- [Jobs]:
1. Please rewrite everything from "From the second" down to "parametrization everything works)" in the exponential likelihood thread, renaming "log-likelihood" as "log-likelihood function".
2. In the exponential likelihood thread, what does the derivative of log(−θ) with respect to θ correctly equal?

** START Source extract **

$\def\e{\mathrm{e}}$ Suppose one decides to parametrize the exponential probability density in this unorthodox way
$$ f(x; θ) = -θ \e^{θx}, \quad x > 0 $$ where $θ \in (-∞, 0)$.
Then putting the derivative of the log-likelihood with one observation equal to zero gives
$$\frac{-1}{\theta} + x = 0 \iff \frac{1}{x} = \theta $$
this would not be a good estimator of $\theta$ since $1/x > 0$.
From the second derivative of the log-likelihood $\frac{1}{\theta^2} > 0$ we see that we are in presence of a minimum instead of a maximum.
Where did the maximum likelihood procedure go wrong? was it an error in my calculations? the fact that the parameter support is not compact? (but in the ordinary parametrization everything works)
For the existence it should be sufficient that the parameter space is compact and the Likelihood function is continuous on the parameter space.
The problem is that you've used
$$ \frac{\mathrm d}{\mathrm d\theta}\log(-\theta)=\frac{-1}\theta\;, $$
whereas
$$ \frac{\mathrm d}{\mathrm d\theta}\log(-\theta)=-\left.\frac{\mathrm d}{\mathrm dx}\log x\,\right|_{x=-\theta}=-\left.\frac 1x\right|_{x=-\theta}=-\frac1{-\theta}=\frac1\theta\;. $$

** END Source extract **
** START Data section **

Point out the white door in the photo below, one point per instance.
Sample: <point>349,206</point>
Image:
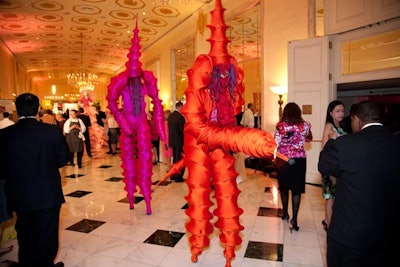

** END Data section **

- [Task-by-task answers]:
1.
From the second derivative of the log-likelihood function $\frac{1}{\theta^2} > 0$ we see that we are in presence of a minimum instead of a maximum.
Where did the maximum likelihood procedure go wrong? was it an error in my calculations? the fact that the parameter support is not compact? (but in the ordinary parametrization everything works)

2. It equals 1/θ.